» **Objective**: Format each line of the items below as a Markdown table with two columns, Row and Item line. Number the rows in order and leave out blank lines.

------ Extracted information

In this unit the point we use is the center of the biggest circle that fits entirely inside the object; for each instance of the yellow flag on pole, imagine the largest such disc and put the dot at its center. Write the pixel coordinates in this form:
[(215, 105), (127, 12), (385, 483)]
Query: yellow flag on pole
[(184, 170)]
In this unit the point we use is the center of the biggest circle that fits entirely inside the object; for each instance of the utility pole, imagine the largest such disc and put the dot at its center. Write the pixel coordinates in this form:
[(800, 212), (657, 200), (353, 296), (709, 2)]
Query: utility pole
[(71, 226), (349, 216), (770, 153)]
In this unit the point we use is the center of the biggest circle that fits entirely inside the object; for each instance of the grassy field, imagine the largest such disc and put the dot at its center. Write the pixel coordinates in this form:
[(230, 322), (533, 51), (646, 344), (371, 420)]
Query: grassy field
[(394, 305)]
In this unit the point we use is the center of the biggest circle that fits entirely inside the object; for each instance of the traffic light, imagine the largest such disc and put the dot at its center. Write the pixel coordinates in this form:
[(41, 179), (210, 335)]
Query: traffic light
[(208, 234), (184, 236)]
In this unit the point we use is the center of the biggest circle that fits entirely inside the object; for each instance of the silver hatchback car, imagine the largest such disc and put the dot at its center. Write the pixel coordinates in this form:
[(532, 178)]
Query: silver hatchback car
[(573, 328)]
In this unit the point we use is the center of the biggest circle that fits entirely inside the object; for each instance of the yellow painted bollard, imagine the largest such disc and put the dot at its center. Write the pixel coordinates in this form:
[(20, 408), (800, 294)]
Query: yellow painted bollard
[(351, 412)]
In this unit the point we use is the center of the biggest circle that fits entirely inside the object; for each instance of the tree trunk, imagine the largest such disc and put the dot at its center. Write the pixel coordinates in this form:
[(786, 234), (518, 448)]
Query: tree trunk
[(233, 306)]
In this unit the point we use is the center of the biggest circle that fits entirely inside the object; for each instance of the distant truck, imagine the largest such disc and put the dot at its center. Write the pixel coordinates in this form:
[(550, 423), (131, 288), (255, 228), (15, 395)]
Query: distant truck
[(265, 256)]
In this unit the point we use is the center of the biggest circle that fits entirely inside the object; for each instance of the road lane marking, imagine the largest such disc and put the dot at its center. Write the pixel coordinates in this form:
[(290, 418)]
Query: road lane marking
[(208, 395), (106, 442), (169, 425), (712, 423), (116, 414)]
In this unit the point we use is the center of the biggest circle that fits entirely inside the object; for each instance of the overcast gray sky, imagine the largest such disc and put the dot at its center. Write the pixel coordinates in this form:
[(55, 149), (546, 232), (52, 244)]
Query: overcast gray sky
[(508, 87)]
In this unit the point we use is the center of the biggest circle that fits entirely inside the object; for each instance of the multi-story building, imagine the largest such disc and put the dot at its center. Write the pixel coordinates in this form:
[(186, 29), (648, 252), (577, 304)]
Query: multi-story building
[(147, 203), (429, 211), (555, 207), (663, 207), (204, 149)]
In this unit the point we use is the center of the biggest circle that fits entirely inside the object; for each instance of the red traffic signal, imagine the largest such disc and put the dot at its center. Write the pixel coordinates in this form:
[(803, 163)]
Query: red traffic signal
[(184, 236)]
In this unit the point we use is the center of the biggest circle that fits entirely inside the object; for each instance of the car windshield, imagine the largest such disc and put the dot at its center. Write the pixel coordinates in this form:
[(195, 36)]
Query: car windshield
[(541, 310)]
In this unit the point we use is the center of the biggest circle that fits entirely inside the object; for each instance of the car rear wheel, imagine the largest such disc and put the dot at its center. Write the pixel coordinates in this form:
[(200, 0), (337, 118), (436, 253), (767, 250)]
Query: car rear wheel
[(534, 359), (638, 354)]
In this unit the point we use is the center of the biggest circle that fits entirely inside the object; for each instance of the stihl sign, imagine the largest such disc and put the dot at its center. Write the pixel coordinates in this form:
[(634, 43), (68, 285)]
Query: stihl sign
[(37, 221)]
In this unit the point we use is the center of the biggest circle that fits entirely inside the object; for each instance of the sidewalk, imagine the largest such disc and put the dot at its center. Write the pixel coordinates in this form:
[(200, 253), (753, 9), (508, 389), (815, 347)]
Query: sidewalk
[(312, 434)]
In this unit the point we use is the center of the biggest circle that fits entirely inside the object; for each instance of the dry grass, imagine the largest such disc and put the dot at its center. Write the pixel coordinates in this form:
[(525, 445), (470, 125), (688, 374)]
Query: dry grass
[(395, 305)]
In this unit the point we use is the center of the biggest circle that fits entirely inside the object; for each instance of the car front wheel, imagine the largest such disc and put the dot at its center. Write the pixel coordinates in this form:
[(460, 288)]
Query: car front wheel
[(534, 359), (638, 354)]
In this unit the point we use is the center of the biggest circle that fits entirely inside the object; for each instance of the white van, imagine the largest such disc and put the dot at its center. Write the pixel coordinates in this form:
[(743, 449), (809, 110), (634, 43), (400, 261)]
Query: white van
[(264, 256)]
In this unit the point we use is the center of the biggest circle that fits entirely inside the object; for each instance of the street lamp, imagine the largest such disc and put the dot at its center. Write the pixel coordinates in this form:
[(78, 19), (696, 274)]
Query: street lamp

------------

» **Complete answer**:
| Row | Item line |
|---|---|
| 1 | In this unit the point we use is the center of the biggest circle that fits entirely inside the object; for each instance of the yellow flag on pole, imagine the largest such disc and put the dot at its center. Write the pixel coordinates in this form: |
| 2 | [(215, 105), (127, 12), (385, 483)] |
| 3 | Query: yellow flag on pole |
| 4 | [(184, 170)] |
| 5 | In this unit the point we use is the center of the biggest circle that fits entirely inside the object; for each instance of the utility pole, imagine the largest such disc and put the dot at its center. Write the pixel coordinates in this form: |
| 6 | [(800, 212), (657, 200), (353, 296), (709, 2)] |
| 7 | Query: utility pole |
| 8 | [(71, 226), (349, 216), (770, 153)] |
| 9 | In this unit the point we use is the center of the biggest circle that fits entirely inside the object; for each instance of the grassy field, imagine the largest such disc and put the dot at its center. Write the pixel coordinates in this form: |
| 10 | [(230, 322), (533, 51), (646, 344), (371, 420)] |
| 11 | Query: grassy field |
| 12 | [(394, 305)] |
| 13 | In this unit the point we use is the center of the biggest circle that fits entirely inside the object; for each instance of the traffic light, imagine the largest such disc and put the dot at its center. Write the pixel coordinates in this form: |
| 14 | [(41, 179), (210, 335)] |
| 15 | Query: traffic light |
| 16 | [(208, 234), (184, 236)] |
| 17 | In this unit the point we use is the center of the biggest circle that fits entirely inside the object; for each instance of the silver hatchback car, imagine the largest such disc and put the dot at its center. Write the pixel coordinates in this form: |
| 18 | [(532, 178)] |
| 19 | Query: silver hatchback car |
| 20 | [(573, 328)] |
| 21 | In this unit the point we use is the center of the biggest circle that fits entirely inside the object; for each instance of the yellow painted bollard, imagine the largest such disc and put the dot at its center. Write the pixel coordinates in this form: |
| 22 | [(20, 408), (800, 294)] |
| 23 | Query: yellow painted bollard |
| 24 | [(351, 412)] |
| 25 | In this unit the point we use is the center of the biggest circle that fits entirely inside the object; for each instance of the tree trunk, imagine the largest such disc and put the dot at its center. Write the pixel coordinates in this form: |
| 26 | [(786, 234), (518, 448)] |
| 27 | Query: tree trunk |
| 28 | [(233, 306)] |
| 29 | In this unit the point we use is the center of the biggest circle that fits entirely inside the object; for each instance of the distant truck, imagine the largest such disc and put the dot at its center. Write the pixel coordinates in this form: |
| 30 | [(550, 423), (131, 288), (255, 228), (15, 395)] |
| 31 | Query: distant truck |
| 32 | [(265, 256)] |
| 33 | In this unit the point we use is the center of the biggest circle that fits entirely inside the object; for each instance of the road lane marking, imagine the largest such disc and put the dot at its center. Write the pixel coordinates in this form: |
| 34 | [(290, 418)] |
| 35 | Query: road lane marking |
| 36 | [(208, 395), (106, 442), (169, 425), (712, 423), (116, 414)] |
| 37 | In this unit the point we use is the center of the biggest circle that fits entirely inside the object; for each instance of the overcast gray sky, imagine the largest such disc and put the dot at its center. Write the pixel coordinates in this form: |
| 38 | [(55, 149), (546, 232), (52, 244)] |
| 39 | Query: overcast gray sky |
| 40 | [(508, 87)] |
| 41 | In this unit the point we use is the center of the biggest circle that fits entirely inside the object; for each instance of the multi-story building, imagine the largest such disc and put the dot at its center. Write the pixel coordinates in this form: |
| 42 | [(186, 29), (648, 252), (577, 304)] |
| 43 | Query: multi-story building |
| 44 | [(147, 203), (429, 211), (555, 207), (663, 207), (204, 149)] |
| 45 | In this unit the point we use is the center of the biggest circle that fits entirely inside the object; for each instance of the red traffic signal, imagine the largest such disc and put the dot at its center. Write the pixel coordinates in this form: |
| 46 | [(803, 163)] |
| 47 | Query: red traffic signal |
| 48 | [(184, 236)] |
| 49 | In this unit the point we use is the center of the biggest circle that fits entirely inside the object; for each instance of the car windshield, imagine the largest such disc and put the dot at its center. Write the pixel coordinates in this form: |
| 50 | [(195, 36)] |
| 51 | Query: car windshield |
| 52 | [(541, 310)] |
| 53 | In this unit the point we use is the center of the biggest circle that fits entirely inside the object; for each instance of the car rear wheel, imagine the largest such disc and put the dot at its center. Write the pixel coordinates in this form: |
| 54 | [(200, 0), (337, 118), (436, 253), (767, 250)] |
| 55 | Query: car rear wheel |
| 56 | [(534, 359), (638, 354)] |
| 57 | In this unit the point we use is the center of the biggest circle that fits entirely inside the object; for each instance of the stihl sign, imagine the largest such disc and put the dot at its center. Write the pixel coordinates in this form: |
| 58 | [(634, 43), (68, 285)] |
| 59 | Query: stihl sign |
| 60 | [(37, 221)] |
| 61 | In this unit the point we use is the center of the biggest circle that fits entirely inside the object; for each instance of the sidewalk, imagine the largest such disc and put the dot at its center. Write the pixel coordinates in this form: |
| 62 | [(200, 253), (753, 9), (508, 389), (815, 347)] |
| 63 | Query: sidewalk |
| 64 | [(312, 434)] |
| 65 | In this unit the point we use is the center of the biggest circle that fits entirely inside the object; for each instance of the dry grass, imagine the largest such disc and put the dot at its center. Write the pixel coordinates in this form: |
| 66 | [(525, 445), (470, 125), (688, 374)] |
| 67 | Query: dry grass |
| 68 | [(395, 305)] |
| 69 | In this unit the point we use is the center of the biggest circle that fits entirely inside the object; for each instance of the car front wheel, imagine the largest such disc and put the dot at its center. Write the pixel coordinates in this form: |
| 70 | [(460, 288)] |
| 71 | Query: car front wheel |
| 72 | [(534, 359), (638, 354)] |
| 73 | In this unit the point we use is the center of the biggest circle that fits entirely inside the object; for each instance of the white van, imagine the largest such disc and put the dot at its center. Write the pixel coordinates in this form: |
| 74 | [(743, 449), (809, 110), (634, 43), (400, 261)] |
| 75 | Query: white van |
| 76 | [(264, 256)] |
| 77 | In this unit the point we use is the center of the biggest circle that fits entirely inside the object; for each instance of the street lamp, imagine the largest such disc and put the dot at its center. Write the pixel coordinates in this form: |
| 78 | [(78, 19), (696, 274)] |
| 79 | Query: street lamp |